# REQUIREMENT 1:
Reproduce verbatim the part of the article on the paper-strip E. coli test that starts with "Researchers have developed" and goes on through "improving public safety.".
# REQUIREMENT 2:
Resume the article on the paper-strip E. coli test, writing on from its final sentence.

EXTRACT TO READ START

Researchers have developed a rapid test using a simple paper strip that can detect E. coli in swimming pools within minutes.
The new tool, developed by McMaster University researchers, can close the gap between outbreak and detection, improving public safety.
Scientists from the Sentinel Bioactive Paper Network have created and validated the viability of the test strip, which can detect potentially harmful concentrations of E. coli in water quickly and simply, with much greater accuracy than existing portable technology, the journal Analytical and Bioanalytical Chemistry reports.
"Coliforms are always a big problem," says John Brennan, McMaster chemistry professor who led the study. "The methods used to detect outbreaks are slow, and tend not to be portable, as they often need a lab-based amplification step prior to testing, causing a time lag between an outbreak and a beach closure."
Bioactive paper is both old and new, Brennan explains. Since the late 1950s, physicians have been using bioactive paper to test for glucose in urine, according to a McMaster's statement.

EXTRACT TO READ END
PROVIDED MATERIAL START

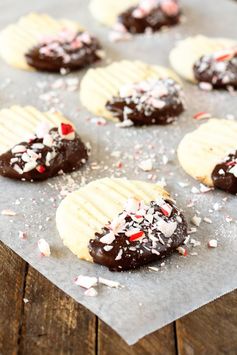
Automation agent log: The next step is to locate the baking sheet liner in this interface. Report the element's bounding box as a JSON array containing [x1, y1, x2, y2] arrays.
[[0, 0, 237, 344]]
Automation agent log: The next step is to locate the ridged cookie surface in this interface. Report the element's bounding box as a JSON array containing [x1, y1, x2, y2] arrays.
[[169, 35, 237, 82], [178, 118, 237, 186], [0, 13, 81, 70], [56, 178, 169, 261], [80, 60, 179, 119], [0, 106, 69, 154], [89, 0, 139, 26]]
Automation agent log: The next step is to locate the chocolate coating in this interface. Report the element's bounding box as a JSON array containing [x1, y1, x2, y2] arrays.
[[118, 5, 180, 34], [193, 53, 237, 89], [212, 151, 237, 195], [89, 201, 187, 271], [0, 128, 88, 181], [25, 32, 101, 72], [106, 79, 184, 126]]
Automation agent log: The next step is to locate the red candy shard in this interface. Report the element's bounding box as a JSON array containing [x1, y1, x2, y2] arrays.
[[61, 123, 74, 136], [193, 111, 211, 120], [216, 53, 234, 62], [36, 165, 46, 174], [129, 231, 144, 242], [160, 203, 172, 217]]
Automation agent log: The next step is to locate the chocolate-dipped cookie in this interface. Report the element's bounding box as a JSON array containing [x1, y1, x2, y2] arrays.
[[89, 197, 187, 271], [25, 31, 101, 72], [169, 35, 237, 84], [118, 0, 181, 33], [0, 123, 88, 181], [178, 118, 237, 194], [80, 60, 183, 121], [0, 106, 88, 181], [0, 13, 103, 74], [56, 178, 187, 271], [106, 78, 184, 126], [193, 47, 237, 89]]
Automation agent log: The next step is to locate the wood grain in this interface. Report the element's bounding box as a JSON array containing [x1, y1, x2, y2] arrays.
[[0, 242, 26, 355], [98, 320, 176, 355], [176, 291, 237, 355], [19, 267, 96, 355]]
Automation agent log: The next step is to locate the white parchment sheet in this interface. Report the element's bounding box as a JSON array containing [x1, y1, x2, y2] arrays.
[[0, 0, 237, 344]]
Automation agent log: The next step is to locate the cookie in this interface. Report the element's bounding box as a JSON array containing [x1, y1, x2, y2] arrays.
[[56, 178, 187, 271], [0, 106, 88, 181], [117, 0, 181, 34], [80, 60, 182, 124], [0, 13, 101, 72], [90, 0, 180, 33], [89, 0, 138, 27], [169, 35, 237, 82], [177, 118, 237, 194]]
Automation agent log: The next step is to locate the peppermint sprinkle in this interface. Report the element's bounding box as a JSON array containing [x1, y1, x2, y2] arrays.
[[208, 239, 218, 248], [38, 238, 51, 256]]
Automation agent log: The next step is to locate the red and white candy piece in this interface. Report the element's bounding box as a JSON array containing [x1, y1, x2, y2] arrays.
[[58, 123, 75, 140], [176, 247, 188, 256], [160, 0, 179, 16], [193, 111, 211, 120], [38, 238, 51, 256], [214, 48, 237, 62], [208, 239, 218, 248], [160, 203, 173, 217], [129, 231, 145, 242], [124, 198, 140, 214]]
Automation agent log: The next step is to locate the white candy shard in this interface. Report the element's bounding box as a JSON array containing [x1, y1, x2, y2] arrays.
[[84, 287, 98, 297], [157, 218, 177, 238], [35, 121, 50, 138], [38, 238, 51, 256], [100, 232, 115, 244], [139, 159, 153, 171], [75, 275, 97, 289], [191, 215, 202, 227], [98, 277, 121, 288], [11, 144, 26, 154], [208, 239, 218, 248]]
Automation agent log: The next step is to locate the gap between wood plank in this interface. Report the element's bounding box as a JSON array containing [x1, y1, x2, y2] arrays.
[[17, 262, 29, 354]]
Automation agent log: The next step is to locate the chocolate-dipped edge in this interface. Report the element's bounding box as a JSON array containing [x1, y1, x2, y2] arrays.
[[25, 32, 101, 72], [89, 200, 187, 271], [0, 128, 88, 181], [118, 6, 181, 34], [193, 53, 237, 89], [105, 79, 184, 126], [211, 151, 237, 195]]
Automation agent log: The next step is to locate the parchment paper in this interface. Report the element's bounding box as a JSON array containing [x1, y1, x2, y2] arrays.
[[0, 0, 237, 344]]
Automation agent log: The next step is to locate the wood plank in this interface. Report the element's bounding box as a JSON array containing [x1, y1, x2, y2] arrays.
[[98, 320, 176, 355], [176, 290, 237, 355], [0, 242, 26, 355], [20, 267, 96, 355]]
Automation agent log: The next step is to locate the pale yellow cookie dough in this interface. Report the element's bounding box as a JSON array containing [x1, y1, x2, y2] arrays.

PROVIDED MATERIAL END

# RESULT 1:
Researchers have developed a rapid test using a simple paper strip that can detect E. coli in swimming pools within minutes.
The new tool, developed by McMaster University researchers, can close the gap between outbreak and detection, improving public safety.

# RESULT 2:
The new strips are coated with chemicals that react to the bacteria, and are printed using inkjet technology similar to that found in standard desktop printers. Within 30 minutes of sampling, the paper changes colour to indicate the presence of E. coli, with colours coded to represent different forms and concentrations of the bacteria.
In the future, the test should make it possible for consumers to check their water affordably and easily, without additional equipment, scientific knowledge or long waits.
The standards for safe drinking water are hundreds of times tighter than those for safe swimming water. Typically, limits for safe swimming allow for a maximum of 100 to 500 cells in 100 ml of water, depending on jurisdiction.
For water to be considered safe for drinking, there cannot be even one cell in 100 ml - a little less than half a cup of water. Commercialization of a final product could take as little as two to three years.